(Photo object pointing records)
────

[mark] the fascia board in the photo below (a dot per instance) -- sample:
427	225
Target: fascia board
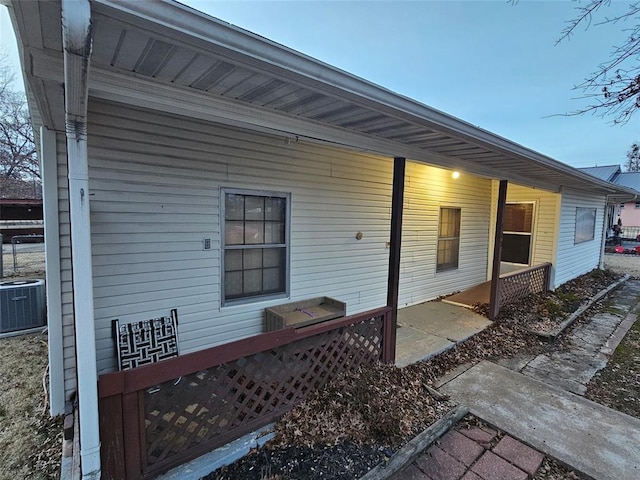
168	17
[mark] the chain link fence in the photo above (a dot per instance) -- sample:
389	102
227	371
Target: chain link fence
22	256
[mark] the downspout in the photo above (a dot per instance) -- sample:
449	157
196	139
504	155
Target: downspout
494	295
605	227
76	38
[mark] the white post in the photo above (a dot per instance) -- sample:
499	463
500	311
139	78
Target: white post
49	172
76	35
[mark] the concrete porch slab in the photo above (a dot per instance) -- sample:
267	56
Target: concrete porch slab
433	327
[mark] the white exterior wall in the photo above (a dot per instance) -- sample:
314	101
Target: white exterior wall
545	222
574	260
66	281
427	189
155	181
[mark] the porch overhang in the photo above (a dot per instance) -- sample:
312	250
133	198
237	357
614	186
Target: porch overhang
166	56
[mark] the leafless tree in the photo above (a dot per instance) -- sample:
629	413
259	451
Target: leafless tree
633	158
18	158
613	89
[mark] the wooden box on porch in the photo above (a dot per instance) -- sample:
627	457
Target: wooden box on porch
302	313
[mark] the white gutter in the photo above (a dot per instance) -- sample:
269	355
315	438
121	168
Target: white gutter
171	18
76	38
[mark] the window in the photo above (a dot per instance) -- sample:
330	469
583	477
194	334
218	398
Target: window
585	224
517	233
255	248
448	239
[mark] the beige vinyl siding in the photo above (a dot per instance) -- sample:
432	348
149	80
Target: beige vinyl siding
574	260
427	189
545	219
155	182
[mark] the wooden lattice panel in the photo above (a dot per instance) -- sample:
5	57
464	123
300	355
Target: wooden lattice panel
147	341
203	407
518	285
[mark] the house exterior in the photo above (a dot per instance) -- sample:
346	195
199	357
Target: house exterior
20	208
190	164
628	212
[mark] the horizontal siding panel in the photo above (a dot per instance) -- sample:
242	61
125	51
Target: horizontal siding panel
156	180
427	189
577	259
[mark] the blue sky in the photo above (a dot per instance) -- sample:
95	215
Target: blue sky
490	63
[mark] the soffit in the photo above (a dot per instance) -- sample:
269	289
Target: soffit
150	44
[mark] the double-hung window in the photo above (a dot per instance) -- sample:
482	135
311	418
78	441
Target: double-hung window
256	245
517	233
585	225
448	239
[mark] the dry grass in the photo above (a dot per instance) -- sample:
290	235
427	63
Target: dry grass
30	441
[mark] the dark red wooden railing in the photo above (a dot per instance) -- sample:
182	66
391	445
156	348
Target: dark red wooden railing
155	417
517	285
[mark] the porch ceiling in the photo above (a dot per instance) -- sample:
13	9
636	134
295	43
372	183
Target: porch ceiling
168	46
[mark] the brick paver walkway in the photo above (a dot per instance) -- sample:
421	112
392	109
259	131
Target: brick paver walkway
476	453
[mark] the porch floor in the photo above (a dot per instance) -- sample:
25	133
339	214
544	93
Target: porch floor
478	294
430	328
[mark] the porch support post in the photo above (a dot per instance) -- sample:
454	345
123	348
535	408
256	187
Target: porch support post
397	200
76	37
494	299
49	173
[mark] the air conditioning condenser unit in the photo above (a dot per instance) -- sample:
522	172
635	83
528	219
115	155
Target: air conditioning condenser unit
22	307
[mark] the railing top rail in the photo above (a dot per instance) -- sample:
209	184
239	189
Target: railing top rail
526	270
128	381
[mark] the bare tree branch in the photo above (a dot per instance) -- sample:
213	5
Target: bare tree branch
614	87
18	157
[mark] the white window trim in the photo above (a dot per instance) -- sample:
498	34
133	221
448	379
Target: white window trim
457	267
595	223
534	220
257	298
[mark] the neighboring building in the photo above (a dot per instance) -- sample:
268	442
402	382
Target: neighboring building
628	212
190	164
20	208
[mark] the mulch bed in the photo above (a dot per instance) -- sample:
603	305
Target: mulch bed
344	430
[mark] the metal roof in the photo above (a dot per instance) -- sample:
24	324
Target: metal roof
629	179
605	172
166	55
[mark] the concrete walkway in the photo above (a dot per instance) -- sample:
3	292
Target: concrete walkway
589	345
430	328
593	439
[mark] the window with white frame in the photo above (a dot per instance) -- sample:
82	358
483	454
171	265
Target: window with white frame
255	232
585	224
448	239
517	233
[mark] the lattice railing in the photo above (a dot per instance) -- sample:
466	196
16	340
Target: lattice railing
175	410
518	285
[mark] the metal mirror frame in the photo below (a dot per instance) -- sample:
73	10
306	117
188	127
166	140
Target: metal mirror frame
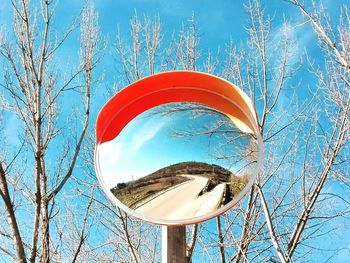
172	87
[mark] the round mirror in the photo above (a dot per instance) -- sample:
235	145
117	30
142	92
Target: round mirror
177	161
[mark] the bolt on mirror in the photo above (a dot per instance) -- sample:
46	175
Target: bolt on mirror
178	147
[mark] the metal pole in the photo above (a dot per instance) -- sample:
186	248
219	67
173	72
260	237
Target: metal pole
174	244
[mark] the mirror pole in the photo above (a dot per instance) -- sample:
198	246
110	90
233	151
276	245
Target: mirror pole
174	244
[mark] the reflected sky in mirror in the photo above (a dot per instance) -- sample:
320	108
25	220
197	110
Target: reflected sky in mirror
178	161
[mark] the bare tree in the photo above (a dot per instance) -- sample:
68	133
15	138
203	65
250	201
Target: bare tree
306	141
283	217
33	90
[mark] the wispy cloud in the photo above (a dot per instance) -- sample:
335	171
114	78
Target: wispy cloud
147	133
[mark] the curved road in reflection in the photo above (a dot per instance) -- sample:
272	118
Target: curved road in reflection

────

# [To be done]
Please retype, exactly and with the pictures left out, the lines from the line containing "[mark] the lattice" through the last line of the records above.

# [Full output]
[mark] the lattice railing in the photo above (a dot per instance) -- sample:
466	196
16	340
Target: lattice railing
175	410
518	285
[mark] the metal mirror frame in the photo below (a dot per instance) -- sample:
73	10
306	117
188	127
166	140
Target: metal mirror frame
172	87
[mark] the round mirror in the photo above (a dot per instance) -- sample:
235	145
117	30
142	92
Target: round mirror
177	161
[mark] the bolt on mirror in the photo above (a dot per instance) -- sample:
46	175
Target: bolt on mirror
178	147
[mark] the metal pole in the photo above (a dot per instance) -- sample:
186	248
219	67
173	72
260	237
Target: metal pole
174	244
[mark] the mirror pole in the photo above (a dot per instance) -- sample:
198	246
110	90
233	151
276	245
Target: mirror pole
174	244
[mark] the reflected sky in mirror in the photo above (a dot per instance) -- sample:
320	108
25	220
197	110
Target: reflected sky in mirror
178	161
[mark] the bare tree in the photo above (a dot per instance) -- sample:
68	133
15	138
203	65
250	201
Target: bare tree
306	141
283	217
33	90
[mark] the wispy cloud in the photo above (a dot per instance) -- sample:
335	171
114	78
Target: wispy cloud
147	133
[mark] the curved road in reflection in the photo above (a dot per instance) -- sample:
272	118
Target: curved road in reflection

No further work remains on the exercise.